• Task requirements: Instruction for the data below: set down exactly the lines from the line with "Target: dark storm cloud" to the line with "Note: identify the sky", inclusive, and no others.
:: Listed entries
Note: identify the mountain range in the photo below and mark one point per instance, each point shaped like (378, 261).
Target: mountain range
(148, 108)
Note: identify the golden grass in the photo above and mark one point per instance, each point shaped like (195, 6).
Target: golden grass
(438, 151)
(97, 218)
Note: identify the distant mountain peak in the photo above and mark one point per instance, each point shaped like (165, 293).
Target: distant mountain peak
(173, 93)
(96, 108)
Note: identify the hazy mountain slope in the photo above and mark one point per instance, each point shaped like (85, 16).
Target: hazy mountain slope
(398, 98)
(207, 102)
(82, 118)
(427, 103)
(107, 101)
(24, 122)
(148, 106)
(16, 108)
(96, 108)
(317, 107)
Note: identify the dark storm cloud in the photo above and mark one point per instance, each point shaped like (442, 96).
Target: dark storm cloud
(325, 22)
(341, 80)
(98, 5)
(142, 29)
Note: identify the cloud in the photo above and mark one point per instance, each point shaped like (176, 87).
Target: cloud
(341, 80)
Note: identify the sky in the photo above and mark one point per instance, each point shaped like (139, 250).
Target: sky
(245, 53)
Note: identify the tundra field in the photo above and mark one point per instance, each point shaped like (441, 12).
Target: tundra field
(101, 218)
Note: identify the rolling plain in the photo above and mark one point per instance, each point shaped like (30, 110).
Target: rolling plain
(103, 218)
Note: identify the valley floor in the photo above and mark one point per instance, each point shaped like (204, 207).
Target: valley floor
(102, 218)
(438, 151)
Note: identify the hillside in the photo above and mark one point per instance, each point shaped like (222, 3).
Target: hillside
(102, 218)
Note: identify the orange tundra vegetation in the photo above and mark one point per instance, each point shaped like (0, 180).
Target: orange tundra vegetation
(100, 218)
::::
:: Listed entries
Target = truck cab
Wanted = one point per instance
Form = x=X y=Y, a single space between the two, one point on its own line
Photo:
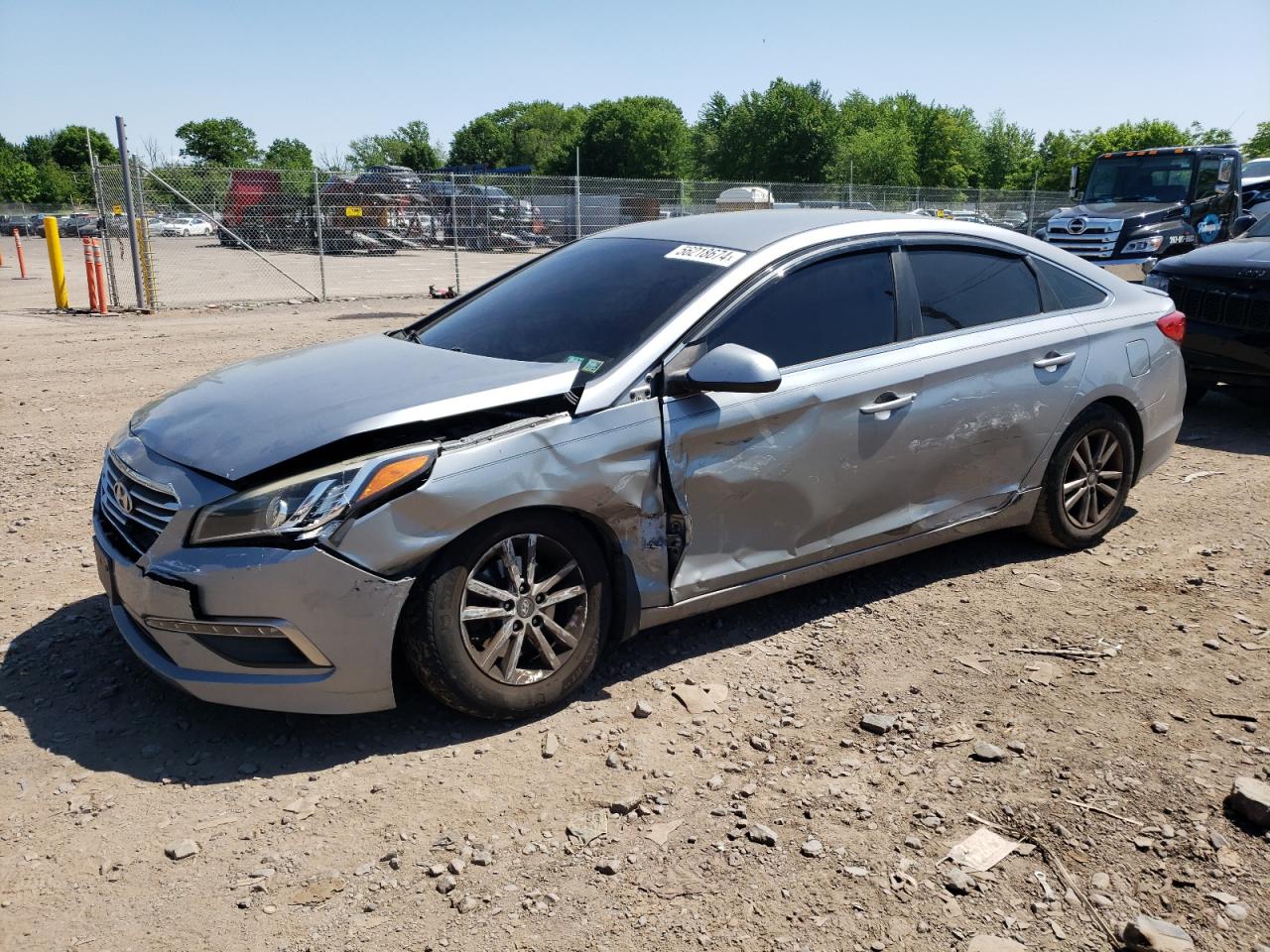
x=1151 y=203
::::
• Answer for this exercise:
Target: dark storm cloud
(325, 22)
(341, 80)
(98, 5)
(142, 29)
Note: identify the cloud in the photo above and mark one point per instance, each point shaped like (176, 87).
Target: cloud
(341, 80)
Note: identify the sky in the photo above and mark one point per instance, each point shaped like (139, 250).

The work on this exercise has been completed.